Assigned task
Set down, word for word, the stretch of lines from the one containing "Task: place one keypoint per instance of the mountain" to the end of the records below.

################

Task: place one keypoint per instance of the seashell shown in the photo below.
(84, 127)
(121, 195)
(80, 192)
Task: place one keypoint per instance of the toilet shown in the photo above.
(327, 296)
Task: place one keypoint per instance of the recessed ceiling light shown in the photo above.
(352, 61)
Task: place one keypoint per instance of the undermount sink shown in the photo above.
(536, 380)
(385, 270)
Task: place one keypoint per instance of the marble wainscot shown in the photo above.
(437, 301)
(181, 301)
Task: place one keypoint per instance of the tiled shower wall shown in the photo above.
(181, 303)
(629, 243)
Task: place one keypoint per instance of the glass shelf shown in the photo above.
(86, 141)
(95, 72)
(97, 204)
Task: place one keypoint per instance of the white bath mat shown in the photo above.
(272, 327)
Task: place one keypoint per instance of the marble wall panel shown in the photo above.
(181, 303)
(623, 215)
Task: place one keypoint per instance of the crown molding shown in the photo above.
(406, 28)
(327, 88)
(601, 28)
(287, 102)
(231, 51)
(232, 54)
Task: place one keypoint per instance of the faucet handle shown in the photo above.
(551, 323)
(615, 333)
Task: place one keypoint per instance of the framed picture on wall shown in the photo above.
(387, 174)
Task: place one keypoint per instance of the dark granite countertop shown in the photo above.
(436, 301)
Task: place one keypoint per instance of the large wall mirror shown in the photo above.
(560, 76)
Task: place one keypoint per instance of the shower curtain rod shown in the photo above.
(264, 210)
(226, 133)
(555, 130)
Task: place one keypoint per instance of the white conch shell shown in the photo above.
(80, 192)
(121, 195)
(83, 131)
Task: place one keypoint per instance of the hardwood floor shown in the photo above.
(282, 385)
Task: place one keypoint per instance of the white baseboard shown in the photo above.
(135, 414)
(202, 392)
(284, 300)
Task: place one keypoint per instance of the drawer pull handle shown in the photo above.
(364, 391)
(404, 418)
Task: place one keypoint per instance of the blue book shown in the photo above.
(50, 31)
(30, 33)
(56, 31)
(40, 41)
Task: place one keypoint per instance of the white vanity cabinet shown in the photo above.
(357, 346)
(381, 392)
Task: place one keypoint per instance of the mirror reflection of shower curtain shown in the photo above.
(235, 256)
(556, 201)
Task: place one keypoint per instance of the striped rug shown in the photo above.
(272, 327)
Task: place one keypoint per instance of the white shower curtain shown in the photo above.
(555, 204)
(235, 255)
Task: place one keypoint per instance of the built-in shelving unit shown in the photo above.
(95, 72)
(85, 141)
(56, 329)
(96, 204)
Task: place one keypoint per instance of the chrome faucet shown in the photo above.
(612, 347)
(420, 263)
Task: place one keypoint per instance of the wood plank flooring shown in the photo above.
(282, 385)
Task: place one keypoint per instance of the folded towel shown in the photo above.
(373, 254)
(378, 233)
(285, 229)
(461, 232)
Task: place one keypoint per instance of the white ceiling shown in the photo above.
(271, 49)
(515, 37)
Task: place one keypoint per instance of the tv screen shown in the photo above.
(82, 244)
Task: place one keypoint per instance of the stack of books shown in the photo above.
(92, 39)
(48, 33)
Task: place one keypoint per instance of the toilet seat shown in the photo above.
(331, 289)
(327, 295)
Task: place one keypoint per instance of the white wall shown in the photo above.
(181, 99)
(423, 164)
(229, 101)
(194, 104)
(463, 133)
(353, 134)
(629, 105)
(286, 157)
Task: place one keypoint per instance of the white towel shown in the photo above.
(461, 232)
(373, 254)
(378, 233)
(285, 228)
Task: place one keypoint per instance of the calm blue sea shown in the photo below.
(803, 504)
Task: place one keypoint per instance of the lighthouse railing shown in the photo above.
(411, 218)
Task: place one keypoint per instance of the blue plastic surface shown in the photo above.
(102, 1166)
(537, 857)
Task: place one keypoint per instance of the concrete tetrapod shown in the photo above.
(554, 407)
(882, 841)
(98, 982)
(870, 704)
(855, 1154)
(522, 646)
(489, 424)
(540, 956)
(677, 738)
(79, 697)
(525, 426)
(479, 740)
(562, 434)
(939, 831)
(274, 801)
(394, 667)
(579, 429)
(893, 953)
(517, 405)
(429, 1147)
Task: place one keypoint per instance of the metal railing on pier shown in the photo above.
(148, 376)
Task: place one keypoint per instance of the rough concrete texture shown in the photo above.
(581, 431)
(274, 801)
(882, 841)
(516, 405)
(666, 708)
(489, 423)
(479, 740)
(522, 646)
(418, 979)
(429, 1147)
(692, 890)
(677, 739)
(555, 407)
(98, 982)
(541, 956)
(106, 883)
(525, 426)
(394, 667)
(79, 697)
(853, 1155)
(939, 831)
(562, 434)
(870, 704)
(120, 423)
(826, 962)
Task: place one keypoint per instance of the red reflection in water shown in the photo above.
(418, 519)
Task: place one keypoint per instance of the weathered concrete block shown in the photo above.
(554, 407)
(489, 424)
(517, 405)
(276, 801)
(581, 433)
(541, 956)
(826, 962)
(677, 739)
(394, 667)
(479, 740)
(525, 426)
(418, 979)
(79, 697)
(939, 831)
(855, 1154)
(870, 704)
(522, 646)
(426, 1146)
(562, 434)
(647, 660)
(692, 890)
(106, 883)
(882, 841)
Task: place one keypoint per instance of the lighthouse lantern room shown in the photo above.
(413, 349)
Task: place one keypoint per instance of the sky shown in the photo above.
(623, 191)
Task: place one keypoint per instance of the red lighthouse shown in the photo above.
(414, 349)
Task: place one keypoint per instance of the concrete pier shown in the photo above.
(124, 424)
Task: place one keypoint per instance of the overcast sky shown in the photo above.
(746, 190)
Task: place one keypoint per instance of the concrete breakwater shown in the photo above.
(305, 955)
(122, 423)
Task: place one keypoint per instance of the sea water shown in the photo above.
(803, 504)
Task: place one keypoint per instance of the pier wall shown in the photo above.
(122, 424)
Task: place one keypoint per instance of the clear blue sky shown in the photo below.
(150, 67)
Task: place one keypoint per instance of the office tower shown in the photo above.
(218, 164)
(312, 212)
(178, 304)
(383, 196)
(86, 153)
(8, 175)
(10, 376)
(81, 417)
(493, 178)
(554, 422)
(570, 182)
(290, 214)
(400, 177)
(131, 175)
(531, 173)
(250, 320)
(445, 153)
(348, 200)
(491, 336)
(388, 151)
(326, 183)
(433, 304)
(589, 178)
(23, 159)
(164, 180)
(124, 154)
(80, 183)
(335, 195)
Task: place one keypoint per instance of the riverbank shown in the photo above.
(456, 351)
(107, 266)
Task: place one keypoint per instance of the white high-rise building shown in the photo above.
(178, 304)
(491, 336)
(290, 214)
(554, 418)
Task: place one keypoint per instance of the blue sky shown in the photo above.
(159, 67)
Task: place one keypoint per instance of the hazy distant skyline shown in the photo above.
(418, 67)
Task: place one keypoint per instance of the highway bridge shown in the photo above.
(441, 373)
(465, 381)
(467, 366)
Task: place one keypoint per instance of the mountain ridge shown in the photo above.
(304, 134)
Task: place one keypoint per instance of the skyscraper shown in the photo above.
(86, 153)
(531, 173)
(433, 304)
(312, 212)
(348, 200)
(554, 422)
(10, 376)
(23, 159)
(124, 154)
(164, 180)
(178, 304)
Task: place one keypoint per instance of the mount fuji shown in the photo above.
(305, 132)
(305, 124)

################

Task solution
Task: place one keypoint per instance of the mountain ridge shown in the photo above.
(304, 134)
Task: place one keypoint per instance of the skyscraper shown in the photo above.
(86, 153)
(531, 173)
(433, 304)
(312, 212)
(348, 200)
(554, 422)
(10, 376)
(23, 159)
(124, 154)
(164, 180)
(178, 304)
Task: place one keypoint per instance of the mount fuji shown in the photo above.
(305, 132)
(305, 124)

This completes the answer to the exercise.